Casus belli?

In the abstract how should we decide when a military intervention is the correct choice?

In discussion elsewhere (someone’s blog) specifically about Afghanistan I have asked that question and failed to get much of a response. (It seems positions fall into the “It’s just like Viet Nam!” and the “The Taliban and Al Qeada [they kind of blur together for these folks] must be crushed at any cost!” camps.) But I think that any specific discussion must first begin with any understanding of what the general principles are that we are trying to apply.

To me the issues include how much we have fully exhausted other tools as options and/or how effective they might be, how much our own vital interests and future safety are at stake, how much damage may be caused by the action versus how much is risked by inaction, the need to respect other nations’ sovereignty vs the need to intervene when some human rights lines are crossed (such as genocide).

Feel free to illustrate your points of what you think just casus belli are with specific historic examples but this thread is not intended to specifically debate Afghanistan or any other specific example but instead to discuss what the right tool is to use to think about each specific case.

Thank you.

[Entries from a pointing dataset]

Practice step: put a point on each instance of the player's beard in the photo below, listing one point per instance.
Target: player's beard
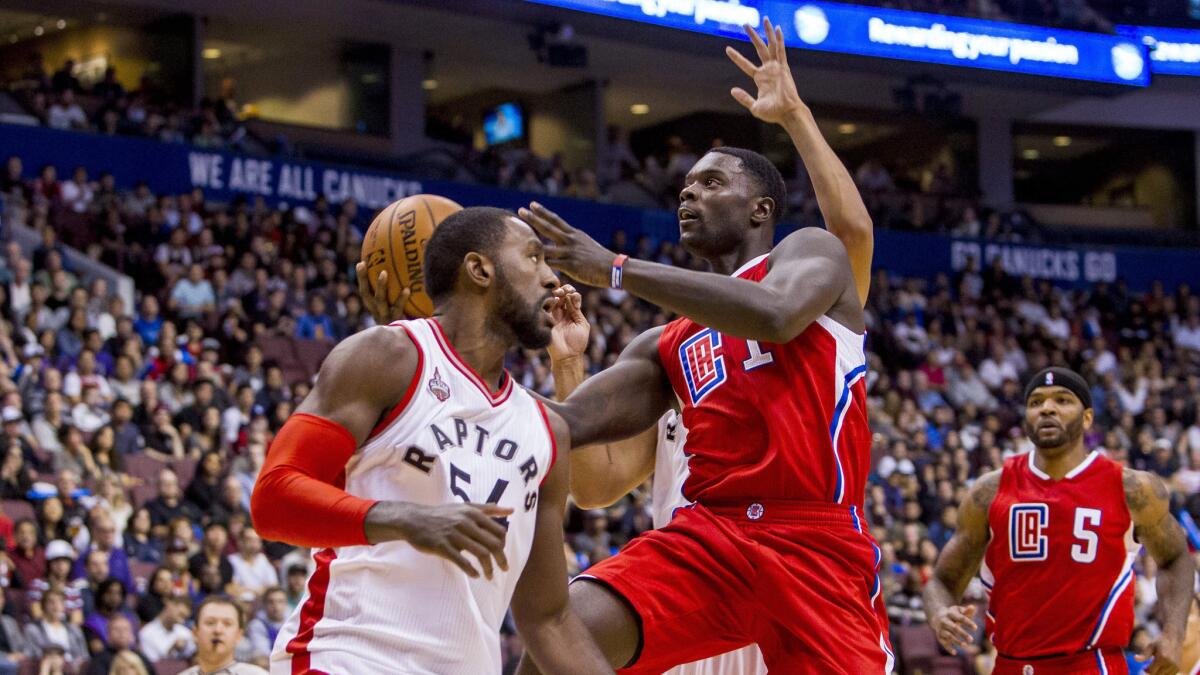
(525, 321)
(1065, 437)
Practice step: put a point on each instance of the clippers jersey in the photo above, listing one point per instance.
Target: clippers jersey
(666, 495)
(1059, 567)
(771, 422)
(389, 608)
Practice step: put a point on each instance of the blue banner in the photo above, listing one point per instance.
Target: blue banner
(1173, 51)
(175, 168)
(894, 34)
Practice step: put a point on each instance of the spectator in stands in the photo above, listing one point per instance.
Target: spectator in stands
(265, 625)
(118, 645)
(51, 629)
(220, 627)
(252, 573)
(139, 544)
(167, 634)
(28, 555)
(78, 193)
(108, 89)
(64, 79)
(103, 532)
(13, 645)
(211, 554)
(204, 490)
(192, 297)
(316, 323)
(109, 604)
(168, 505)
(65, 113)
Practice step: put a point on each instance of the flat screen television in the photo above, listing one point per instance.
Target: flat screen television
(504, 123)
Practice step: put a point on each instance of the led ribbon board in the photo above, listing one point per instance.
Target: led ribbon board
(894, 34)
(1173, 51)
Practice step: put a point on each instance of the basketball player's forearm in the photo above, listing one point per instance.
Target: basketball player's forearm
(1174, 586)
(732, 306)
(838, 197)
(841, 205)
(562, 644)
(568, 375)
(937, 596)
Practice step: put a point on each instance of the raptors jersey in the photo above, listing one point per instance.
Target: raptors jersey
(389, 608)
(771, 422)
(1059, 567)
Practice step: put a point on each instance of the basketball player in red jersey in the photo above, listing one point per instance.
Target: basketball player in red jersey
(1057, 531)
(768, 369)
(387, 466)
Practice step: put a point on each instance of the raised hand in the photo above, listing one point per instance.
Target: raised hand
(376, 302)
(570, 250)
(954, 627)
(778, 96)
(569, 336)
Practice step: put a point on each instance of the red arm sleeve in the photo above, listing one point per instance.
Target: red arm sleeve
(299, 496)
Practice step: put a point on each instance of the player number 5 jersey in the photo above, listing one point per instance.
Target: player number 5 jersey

Task instructions
Write the next part of the forum post on when military intervention is justified, beginning after its closing line.

Answer to the exercise
The Pearl Harbor attack was sufficient cause for war. The assassination of an archduke and duchess on the streets of Sarajevo was not a sufficent cause for WWI, IMO. But apparently much of the world disagreed, and nobody asks me when to start a war anyway.

Oh c’mon. WHY for each one, what principles make each one an easy decision, at least in retrospect? This isn’t IMHO!

It’s very hard to answer the question unless you can first decide on a list of priorities. What exactly do you care about or not care about? If all you care about is the welfare of your own nation, then any offensive or retaliatory act is simply a matter of how much you expect the offense to cost (including the possibility of failure), versus how much you expect to gain. If, rather, you view yourself as the policeman of the world, then any particularly heinous act is grounds for invasion, and in fact necessitates it. Do you have a duty to be the architect of a new nation, or is capturing the baddy the only goal? Do you care about civilian casualties? Do you care about acting morally?

There isn’t going to be a single answer. You can’t even debate the logistics of the war without deciding what your stance is on your goals, foibles, and commitment.

Honest answer, I go by the first two parts of Hillel’s formulation: If I am not for myself who will be for me? If I am only for myself what am I? (The “If not now when?” doesn’t really apply.)

My family’s safety does come first but it doesn’t come only. There is a balance between the items in my stab at the principles the exact points of which is a subject for debate after the basic formulation is established. How much risk to my family is worth how much risk of damage and to whom? How much is the risk to those of mine going off to war is worth how much risk of inaction? So on.

Clearly few of us would declare those as all or none and few would choose the exact same point as being that point of balance. But first we have to be clear about what we are trying to balance, don’t we?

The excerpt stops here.